Stored data:
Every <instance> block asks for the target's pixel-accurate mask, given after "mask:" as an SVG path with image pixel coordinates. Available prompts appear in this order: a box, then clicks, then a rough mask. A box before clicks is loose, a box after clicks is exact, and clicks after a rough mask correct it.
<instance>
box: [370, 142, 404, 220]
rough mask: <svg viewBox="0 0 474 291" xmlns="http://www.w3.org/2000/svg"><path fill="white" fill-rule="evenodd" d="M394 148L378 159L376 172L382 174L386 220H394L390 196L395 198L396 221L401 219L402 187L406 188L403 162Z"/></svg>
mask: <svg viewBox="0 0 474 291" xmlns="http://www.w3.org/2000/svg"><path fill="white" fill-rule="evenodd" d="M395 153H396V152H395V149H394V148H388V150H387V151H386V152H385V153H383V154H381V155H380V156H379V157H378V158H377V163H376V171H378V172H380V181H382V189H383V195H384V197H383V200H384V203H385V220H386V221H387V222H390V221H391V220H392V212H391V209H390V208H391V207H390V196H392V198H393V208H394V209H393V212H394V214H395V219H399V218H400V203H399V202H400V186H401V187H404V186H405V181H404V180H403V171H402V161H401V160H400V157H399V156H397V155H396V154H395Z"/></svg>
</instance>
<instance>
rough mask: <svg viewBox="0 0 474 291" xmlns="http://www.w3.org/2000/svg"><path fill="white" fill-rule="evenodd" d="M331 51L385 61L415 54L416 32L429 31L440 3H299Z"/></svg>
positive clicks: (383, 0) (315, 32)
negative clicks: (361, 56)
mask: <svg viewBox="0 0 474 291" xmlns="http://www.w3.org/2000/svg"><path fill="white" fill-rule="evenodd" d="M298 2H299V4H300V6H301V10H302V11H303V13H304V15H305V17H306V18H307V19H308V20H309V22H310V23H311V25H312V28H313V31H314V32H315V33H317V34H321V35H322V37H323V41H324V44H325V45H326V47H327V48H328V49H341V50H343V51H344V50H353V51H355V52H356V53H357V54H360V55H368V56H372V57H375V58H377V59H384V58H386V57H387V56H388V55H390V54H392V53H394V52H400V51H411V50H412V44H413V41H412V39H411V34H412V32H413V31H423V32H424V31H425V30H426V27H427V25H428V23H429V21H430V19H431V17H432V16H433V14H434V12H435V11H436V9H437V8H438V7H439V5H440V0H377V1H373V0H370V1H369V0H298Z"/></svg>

Problem requirements:
Repeat the whole of the data verbatim, as it reads above.

Task result:
Every <instance> block asks for the target's pixel-accurate mask, given after "mask:" as an SVG path with image pixel coordinates. Available prompts appear in this order: a box, then clicks, then a rough mask. A box before clicks is loose, a box after clicks is exact, and clicks after a rough mask correct it.
<instance>
box: [370, 142, 404, 220]
rough mask: <svg viewBox="0 0 474 291" xmlns="http://www.w3.org/2000/svg"><path fill="white" fill-rule="evenodd" d="M394 148L378 159L376 172L382 174L386 220H394L390 196L395 198L396 221L401 219L402 187L406 188L403 162Z"/></svg>
mask: <svg viewBox="0 0 474 291" xmlns="http://www.w3.org/2000/svg"><path fill="white" fill-rule="evenodd" d="M395 153H396V152H395V149H394V148H388V150H387V151H386V152H385V153H383V154H381V155H380V156H379V157H378V158H377V163H376V171H378V172H380V181H382V189H383V195H384V197H383V200H384V203H385V220H386V221H387V222H390V221H391V220H392V212H391V209H390V208H391V207H390V196H392V198H393V208H394V209H393V212H394V214H395V219H399V218H400V203H399V202H400V186H401V187H404V186H405V181H404V180H403V171H402V161H401V160H400V157H399V156H397V155H396V154H395Z"/></svg>
</instance>
<instance>
rough mask: <svg viewBox="0 0 474 291" xmlns="http://www.w3.org/2000/svg"><path fill="white" fill-rule="evenodd" d="M331 51L385 61L415 54L416 32L429 31L440 3H299Z"/></svg>
positive clicks: (383, 0) (315, 32)
negative clicks: (361, 56)
mask: <svg viewBox="0 0 474 291" xmlns="http://www.w3.org/2000/svg"><path fill="white" fill-rule="evenodd" d="M298 2H299V4H300V6H301V10H302V11H303V13H304V15H305V17H306V18H307V19H308V20H309V22H310V23H311V25H312V28H313V31H314V32H315V33H317V34H321V35H322V37H323V41H324V44H325V45H326V47H327V48H328V49H341V50H343V51H344V50H353V51H355V52H356V53H357V54H360V55H368V56H372V57H375V58H377V59H384V58H386V57H387V56H388V55H390V54H392V53H394V52H400V51H411V50H412V44H413V41H412V39H411V34H412V32H413V31H423V32H424V31H425V30H426V27H427V25H428V23H429V21H430V19H431V17H432V16H433V14H434V12H435V11H436V9H437V8H438V7H439V5H440V0H377V1H373V0H370V1H369V0H298Z"/></svg>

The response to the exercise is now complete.